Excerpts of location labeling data

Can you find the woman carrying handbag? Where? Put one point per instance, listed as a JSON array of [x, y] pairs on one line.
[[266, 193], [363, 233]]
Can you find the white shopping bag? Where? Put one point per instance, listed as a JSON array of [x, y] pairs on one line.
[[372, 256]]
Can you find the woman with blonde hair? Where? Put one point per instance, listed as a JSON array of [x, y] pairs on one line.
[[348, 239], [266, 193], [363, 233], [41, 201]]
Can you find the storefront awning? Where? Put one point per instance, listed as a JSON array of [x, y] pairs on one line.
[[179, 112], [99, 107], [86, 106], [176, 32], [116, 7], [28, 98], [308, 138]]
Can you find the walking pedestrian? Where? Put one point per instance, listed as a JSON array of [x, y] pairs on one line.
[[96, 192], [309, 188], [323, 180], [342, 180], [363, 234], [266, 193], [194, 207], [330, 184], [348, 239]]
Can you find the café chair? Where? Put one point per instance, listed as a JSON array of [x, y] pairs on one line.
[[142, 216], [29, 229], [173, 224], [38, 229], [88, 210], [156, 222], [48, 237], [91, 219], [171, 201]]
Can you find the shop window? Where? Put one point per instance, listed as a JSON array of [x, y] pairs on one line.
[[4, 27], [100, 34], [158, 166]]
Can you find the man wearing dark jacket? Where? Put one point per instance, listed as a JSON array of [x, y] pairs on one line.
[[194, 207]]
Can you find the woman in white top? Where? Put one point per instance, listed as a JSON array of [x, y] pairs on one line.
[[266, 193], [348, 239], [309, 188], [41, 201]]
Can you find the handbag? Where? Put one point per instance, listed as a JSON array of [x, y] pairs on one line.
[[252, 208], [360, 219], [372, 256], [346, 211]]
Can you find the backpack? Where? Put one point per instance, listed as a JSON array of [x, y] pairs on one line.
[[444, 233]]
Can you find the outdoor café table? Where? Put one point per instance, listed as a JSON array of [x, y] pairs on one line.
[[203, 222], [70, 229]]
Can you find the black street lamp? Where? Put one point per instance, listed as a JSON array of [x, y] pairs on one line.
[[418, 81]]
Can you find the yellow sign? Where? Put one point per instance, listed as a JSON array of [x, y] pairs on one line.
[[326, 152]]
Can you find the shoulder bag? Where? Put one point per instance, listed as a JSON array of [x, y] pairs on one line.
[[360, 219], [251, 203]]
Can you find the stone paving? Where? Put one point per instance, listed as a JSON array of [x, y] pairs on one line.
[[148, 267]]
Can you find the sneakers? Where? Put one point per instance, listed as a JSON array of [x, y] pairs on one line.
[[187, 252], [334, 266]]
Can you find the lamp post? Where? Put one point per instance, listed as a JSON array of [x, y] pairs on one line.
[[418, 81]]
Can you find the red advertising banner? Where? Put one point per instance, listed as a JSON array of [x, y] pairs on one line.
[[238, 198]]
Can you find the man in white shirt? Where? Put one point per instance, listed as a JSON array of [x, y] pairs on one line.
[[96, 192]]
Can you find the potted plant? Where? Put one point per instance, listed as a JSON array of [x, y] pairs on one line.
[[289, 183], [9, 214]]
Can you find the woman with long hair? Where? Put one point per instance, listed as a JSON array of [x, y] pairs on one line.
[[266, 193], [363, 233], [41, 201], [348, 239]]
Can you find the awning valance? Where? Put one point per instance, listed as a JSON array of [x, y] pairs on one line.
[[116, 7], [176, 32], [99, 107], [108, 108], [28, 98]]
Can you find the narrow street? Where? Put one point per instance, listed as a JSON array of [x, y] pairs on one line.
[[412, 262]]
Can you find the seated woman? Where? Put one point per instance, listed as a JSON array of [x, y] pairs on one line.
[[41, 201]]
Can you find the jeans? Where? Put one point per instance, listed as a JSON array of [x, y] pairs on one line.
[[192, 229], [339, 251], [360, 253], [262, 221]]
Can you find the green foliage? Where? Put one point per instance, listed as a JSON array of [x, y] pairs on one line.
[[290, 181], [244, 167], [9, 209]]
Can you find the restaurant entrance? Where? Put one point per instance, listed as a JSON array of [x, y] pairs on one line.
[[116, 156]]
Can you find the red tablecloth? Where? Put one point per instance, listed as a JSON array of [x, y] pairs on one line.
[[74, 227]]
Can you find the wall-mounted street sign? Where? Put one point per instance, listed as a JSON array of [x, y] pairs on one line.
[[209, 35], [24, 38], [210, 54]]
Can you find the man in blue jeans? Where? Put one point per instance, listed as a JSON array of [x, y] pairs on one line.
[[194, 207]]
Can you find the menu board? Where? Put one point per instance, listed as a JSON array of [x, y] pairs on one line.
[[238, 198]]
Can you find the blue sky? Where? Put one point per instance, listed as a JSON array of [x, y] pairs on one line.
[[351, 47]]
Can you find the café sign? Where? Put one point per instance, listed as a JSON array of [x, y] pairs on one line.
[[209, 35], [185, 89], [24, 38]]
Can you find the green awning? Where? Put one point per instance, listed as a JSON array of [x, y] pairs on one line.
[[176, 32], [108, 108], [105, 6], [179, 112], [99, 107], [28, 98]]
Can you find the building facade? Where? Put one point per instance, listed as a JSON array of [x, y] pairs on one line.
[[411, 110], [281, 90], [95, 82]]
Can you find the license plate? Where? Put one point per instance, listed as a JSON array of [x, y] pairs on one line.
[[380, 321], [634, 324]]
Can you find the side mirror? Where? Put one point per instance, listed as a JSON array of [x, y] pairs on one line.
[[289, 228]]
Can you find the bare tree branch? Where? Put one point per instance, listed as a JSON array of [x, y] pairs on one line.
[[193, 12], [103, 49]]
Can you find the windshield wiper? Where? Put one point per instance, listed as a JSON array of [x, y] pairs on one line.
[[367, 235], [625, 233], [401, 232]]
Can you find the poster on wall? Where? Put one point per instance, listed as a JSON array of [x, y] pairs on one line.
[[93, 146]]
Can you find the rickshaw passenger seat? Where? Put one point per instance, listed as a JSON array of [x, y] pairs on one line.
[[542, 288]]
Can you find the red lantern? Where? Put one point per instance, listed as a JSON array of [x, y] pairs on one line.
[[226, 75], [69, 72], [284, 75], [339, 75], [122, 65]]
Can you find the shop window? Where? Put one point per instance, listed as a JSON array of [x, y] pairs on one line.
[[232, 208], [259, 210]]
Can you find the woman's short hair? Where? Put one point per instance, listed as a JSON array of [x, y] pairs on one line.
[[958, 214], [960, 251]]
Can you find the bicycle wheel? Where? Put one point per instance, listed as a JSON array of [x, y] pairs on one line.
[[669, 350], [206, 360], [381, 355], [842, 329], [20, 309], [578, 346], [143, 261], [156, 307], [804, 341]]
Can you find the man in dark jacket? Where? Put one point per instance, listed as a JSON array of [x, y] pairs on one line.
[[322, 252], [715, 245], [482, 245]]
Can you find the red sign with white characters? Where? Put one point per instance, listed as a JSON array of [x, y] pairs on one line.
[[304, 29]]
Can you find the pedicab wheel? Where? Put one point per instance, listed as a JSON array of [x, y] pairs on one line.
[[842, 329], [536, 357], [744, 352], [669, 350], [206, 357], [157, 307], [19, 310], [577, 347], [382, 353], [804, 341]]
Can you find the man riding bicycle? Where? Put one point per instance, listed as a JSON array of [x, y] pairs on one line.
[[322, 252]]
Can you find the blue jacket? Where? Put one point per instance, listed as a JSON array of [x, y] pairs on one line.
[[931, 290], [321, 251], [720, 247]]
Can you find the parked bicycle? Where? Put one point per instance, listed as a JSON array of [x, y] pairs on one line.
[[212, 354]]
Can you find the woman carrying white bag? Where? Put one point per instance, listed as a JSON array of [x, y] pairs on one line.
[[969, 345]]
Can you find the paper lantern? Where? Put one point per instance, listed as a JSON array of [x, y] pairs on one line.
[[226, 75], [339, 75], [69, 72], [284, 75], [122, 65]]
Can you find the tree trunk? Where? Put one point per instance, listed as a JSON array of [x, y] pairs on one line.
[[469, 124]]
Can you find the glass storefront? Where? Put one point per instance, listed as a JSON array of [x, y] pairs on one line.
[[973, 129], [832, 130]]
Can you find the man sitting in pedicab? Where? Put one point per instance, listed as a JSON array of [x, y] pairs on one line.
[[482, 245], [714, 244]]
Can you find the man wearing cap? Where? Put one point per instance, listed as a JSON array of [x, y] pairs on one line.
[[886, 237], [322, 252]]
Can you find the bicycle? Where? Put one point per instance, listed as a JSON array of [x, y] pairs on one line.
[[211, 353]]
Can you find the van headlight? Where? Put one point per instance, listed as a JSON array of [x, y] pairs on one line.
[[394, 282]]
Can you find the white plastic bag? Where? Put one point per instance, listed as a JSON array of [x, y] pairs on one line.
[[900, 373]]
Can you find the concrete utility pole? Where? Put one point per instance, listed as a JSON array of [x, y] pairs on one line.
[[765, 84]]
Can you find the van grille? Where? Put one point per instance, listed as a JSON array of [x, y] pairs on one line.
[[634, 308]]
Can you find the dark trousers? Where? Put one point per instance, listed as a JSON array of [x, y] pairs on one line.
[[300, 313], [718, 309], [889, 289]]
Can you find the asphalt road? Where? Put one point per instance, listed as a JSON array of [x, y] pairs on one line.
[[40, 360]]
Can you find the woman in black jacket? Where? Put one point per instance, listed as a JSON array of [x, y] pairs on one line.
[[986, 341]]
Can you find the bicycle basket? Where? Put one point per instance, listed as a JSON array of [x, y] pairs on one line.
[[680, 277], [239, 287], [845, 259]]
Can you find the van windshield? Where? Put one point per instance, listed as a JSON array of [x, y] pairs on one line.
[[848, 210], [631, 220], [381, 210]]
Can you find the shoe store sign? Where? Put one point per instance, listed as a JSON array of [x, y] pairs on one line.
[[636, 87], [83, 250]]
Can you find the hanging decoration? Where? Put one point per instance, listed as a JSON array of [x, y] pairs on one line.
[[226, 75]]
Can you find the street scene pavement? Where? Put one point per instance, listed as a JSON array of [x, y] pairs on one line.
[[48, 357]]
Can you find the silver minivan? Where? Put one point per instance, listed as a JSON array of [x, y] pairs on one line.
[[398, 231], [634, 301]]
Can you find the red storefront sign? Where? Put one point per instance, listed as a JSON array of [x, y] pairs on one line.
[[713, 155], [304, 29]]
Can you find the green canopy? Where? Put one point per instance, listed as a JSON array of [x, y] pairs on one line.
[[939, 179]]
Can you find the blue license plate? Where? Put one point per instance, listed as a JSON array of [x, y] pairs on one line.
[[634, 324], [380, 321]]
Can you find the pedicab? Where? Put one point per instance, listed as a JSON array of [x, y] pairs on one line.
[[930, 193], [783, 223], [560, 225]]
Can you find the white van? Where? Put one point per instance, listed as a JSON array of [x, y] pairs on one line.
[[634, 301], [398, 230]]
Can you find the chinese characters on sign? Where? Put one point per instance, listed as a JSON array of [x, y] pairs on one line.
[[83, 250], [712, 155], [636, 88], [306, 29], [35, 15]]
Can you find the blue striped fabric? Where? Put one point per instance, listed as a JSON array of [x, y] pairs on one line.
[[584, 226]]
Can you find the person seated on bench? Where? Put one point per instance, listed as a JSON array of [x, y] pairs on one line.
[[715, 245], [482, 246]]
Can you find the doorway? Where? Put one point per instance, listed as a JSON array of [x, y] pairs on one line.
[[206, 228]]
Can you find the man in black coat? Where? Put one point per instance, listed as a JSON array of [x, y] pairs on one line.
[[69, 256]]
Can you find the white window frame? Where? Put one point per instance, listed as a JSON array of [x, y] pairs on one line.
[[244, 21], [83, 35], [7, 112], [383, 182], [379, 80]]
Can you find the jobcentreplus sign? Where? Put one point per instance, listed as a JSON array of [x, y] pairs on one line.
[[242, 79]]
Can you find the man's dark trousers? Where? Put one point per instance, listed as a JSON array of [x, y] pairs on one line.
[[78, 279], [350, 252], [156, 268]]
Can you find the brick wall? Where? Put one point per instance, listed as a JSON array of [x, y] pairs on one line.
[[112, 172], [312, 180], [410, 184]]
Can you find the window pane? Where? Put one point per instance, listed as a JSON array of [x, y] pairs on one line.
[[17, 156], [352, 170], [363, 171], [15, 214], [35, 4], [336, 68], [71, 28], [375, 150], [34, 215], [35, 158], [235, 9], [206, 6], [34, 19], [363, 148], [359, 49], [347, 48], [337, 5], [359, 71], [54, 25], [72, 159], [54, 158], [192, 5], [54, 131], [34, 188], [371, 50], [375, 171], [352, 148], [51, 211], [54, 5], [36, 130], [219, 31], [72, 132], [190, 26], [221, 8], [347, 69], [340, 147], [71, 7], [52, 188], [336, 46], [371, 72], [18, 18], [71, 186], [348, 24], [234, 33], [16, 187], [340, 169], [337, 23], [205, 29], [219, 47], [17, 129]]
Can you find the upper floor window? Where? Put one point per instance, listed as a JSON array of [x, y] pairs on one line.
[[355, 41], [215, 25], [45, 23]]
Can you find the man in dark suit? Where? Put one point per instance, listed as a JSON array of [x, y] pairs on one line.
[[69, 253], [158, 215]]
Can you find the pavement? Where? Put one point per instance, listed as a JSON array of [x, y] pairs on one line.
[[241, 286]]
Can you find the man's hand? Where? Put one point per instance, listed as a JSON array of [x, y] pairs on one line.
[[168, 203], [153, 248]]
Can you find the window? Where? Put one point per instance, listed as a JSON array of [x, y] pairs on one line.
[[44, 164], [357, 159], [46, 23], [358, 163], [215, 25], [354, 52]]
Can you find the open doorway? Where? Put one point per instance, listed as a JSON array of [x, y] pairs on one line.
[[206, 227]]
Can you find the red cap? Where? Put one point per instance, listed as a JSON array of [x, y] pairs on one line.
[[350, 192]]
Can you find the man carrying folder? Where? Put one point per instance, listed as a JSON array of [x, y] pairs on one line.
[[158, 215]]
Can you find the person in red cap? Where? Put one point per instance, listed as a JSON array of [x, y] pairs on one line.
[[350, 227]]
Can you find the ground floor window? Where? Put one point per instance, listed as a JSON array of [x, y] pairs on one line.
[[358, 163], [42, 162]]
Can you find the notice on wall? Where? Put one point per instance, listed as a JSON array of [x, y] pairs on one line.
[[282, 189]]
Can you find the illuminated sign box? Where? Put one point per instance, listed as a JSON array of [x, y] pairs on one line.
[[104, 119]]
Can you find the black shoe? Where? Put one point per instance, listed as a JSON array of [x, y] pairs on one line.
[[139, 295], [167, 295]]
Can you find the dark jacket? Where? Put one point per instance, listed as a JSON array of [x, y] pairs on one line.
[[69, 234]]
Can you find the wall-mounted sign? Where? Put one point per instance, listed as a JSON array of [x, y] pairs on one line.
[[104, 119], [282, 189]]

* **Set problem**
Turn the lines of the listing above into a Markdown table with the columns No. and Line, starting with the line that contains "Can you find the pedicab?" and going on through the line that contains "[[83, 250], [712, 155], [636, 88], [306, 29], [35, 15]]". Leave out any blank lines and include only those lines.

* **Output of the exercise**
| No. | Line |
|---|---|
| 1 | Can you find the pedicab? Where? Put one point per instance, listed as a JSON array of [x, y] pairs on one line. |
| 2 | [[930, 193], [783, 223], [560, 225]] |
| 3 | Can you find the white van? Where? Put one point per instance, listed as a JSON array of [x, y] pairs on one line. |
| 4 | [[634, 301], [398, 230]] |
| 5 | Can you find the chinese characters on sign? Where? Put one point per instance, listed as a JSON array of [x, y] pairs on one line. |
| 6 | [[83, 250], [712, 155], [636, 88], [306, 29], [35, 15]] |